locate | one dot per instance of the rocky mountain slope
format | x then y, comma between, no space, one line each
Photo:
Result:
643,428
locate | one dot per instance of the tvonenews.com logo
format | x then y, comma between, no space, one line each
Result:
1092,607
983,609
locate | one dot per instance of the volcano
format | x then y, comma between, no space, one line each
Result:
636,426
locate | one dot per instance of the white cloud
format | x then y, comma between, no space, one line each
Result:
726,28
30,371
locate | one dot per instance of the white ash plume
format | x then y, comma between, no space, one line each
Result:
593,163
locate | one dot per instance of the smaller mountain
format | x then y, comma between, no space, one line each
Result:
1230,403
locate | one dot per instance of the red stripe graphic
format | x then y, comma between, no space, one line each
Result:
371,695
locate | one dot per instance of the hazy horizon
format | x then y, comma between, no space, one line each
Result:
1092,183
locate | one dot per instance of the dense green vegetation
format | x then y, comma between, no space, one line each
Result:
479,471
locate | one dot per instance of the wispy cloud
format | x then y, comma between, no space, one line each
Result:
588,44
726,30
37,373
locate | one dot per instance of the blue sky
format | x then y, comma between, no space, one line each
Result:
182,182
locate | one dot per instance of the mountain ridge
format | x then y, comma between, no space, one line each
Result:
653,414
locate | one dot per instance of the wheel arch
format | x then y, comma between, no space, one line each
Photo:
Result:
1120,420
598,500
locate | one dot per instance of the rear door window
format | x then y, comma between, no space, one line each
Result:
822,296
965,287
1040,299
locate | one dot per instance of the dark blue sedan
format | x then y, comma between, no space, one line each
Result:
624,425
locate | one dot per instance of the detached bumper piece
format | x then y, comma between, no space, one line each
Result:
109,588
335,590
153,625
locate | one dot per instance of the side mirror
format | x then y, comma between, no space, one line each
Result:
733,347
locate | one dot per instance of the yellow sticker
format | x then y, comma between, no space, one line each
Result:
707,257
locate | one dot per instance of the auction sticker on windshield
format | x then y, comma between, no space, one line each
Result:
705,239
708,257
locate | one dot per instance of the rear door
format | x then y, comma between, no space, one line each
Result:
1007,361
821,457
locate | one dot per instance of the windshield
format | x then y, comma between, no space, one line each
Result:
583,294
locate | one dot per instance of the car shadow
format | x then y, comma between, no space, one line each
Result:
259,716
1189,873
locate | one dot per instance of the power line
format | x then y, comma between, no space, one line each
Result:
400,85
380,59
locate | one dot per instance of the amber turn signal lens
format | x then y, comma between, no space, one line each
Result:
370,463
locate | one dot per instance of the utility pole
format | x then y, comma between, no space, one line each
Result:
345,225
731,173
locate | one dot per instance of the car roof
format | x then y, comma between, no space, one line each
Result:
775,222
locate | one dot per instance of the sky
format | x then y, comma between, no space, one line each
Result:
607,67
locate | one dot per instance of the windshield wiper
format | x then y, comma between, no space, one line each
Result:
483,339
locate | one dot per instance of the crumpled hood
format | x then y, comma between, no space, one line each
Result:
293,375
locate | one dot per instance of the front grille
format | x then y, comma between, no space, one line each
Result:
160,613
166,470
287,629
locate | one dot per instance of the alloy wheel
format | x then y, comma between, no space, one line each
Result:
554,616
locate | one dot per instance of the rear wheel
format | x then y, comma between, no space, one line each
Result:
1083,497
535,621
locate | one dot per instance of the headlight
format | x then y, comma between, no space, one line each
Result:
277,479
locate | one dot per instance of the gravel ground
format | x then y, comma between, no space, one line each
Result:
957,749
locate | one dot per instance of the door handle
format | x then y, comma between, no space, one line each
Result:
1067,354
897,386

» What is expected
Change "one dot per instance" to "one point per instance" throughout all the items above and write them out again with nothing else altered.

» Result of this task
locate | one point per instance of the rocky mountain slope
format | x then y, comma between, no space, one line each
Photo:
Result:
643,428
locate | one point per instance of the tvonenews.com logo
format | x then y, comma between, no space, one line each
Result:
1092,607
983,609
locate | one point per instance of the volcano
format | x then y, comma between, no space, one line each
Result:
636,426
locate | one point per instance of the white cloud
format | x then y, comma between, no space, one line each
Result:
726,28
30,371
locate | one point per instance of the white ash plume
format | x then y, comma between, no space, one line each
Result:
593,163
locate | one point per instance of the smaller mountain
format | x then y, comma between, no space, one line each
Result:
1230,403
locate | one point per instance of the red stripe graphic
format | x then y, comma between, no space, one line each
Result:
371,695
locate | one point per instance of the hazy horizon
format | x then y, comma between, no space, one line each
Result:
1092,183
locate | one point per instance of the dense green vegetation
format | x then y, comma between, no space, one line each
Result:
479,471
locate | one point per instance of the wispy cloud
format | x then y, comma between, no space, one line each
Result:
588,44
726,30
37,373
locate | one point per instance of the blue sky
format | x then y, comma between, no space, one line each
Result:
182,182
locate | one point per instance of the mountain ridge
format | x then y, comma between, no space, one line each
Result:
653,414
locate | one point per instance of the wheel arch
format | x then y, comma between, no space, one line each
Photo:
Result:
1120,420
598,500
locate | one point per instance of the rear door window
format | x then y, comma between, no space, one line each
Result:
822,296
965,287
1040,299
locate | one point per instance of the dark blue sedan
format | x then y, comma between, no space, one line each
Result:
624,425
locate | one point per instance of the detached bumper piece
format | x then y, comma between, no space, one line each
Result:
109,588
335,590
153,625
locate | one point per instance of the side mirror
format | x then y, comma between, no space, one line each
Result:
733,347
locate | one point per instance of the yellow sticker
format | x then y, comma between, no space, one line each
Result:
707,257
locate | one point per instance of the auction sticker on windshield
format | x then y, comma between, no space, one line each
Result:
705,239
708,257
locate | one point per instance of the rear door
format | x then y, comma between, no space, one line each
Result:
1007,361
821,457
locate | one point per instance of the windshield
format | x then y, comma between, no space, one line each
Result:
583,294
locate | one point per instance of the car shadow
format | x then y, comma between, no space, one line each
Result:
259,716
1189,873
locate | one point per instance of the power line
format | x then y, comma between, no space, one line each
Result:
400,85
380,59
locate | one point per instance of the amber turn signal lens
format | x then y, comma between, no space, one line each
Result:
370,463
locate | one point per instance of the utility pole
format | x then y, comma between, no space, one line each
Result:
345,225
731,173
locate | one point per instance of the car roof
format | x then y, comma between, no space, one line each
Result:
775,222
locate | one point per instance of the sky
format | x then y, comma between, no space, one line each
Result:
607,67
locate | one point per instance of the windshield wiper
format | x then y, comma between, no space, one line each
Result:
483,339
locate | one point per instance of the crumpled hood
format | x then y, comma between, no space, one line each
Result:
293,375
locate | one point per instance of the front grille
format | x then y, comma between, no space, one line each
Result:
160,613
166,470
287,629
locate | one point per instance of the alloy wheel
format | x then y, comma between, no space, one line each
Result:
554,616
locate | one point per instance of the rear wheel
format | x then y, comma between, no space, one line each
Result:
1083,497
535,621
locate | one point per instance of the headlight
format | x then y, comma between, no space, one line each
Result:
277,479
locate | one point per instance of the gravel ground
format | x then y, comma between, no space, one line each
Result:
957,749
locate | one point per instance of the door handle
format | x then y, comma between, no space, one line each
Result:
1067,354
897,386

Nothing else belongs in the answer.